• [WORK TO DO]: Reproduce the material below word for word, omitting the pictures.

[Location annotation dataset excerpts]
— Begin —

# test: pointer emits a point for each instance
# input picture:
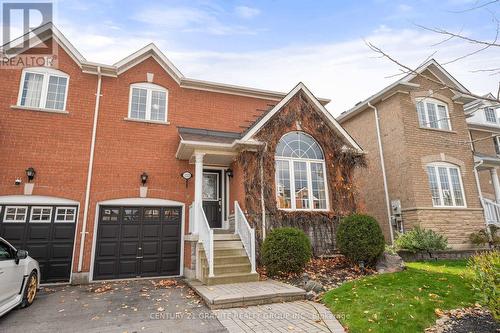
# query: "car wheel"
(30, 290)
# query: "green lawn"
(404, 301)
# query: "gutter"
(382, 165)
(89, 173)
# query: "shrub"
(418, 239)
(286, 250)
(481, 237)
(486, 279)
(360, 238)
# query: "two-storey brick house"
(484, 126)
(420, 162)
(133, 170)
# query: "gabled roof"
(255, 128)
(49, 30)
(405, 84)
(150, 50)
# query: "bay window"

— End —

• [TASK OUTPUT]:
# test: pointer emits a point for each instance
# input picture:
# query: "car wheel"
(30, 290)
# query: "green lawn"
(404, 301)
# query: "gutter"
(382, 165)
(89, 173)
# query: "shrub"
(418, 239)
(286, 250)
(481, 237)
(486, 279)
(360, 238)
# query: "two-storey brick house"
(484, 126)
(420, 162)
(133, 170)
# query: "gabled roof"
(255, 128)
(49, 30)
(405, 84)
(150, 50)
# query: "bay window"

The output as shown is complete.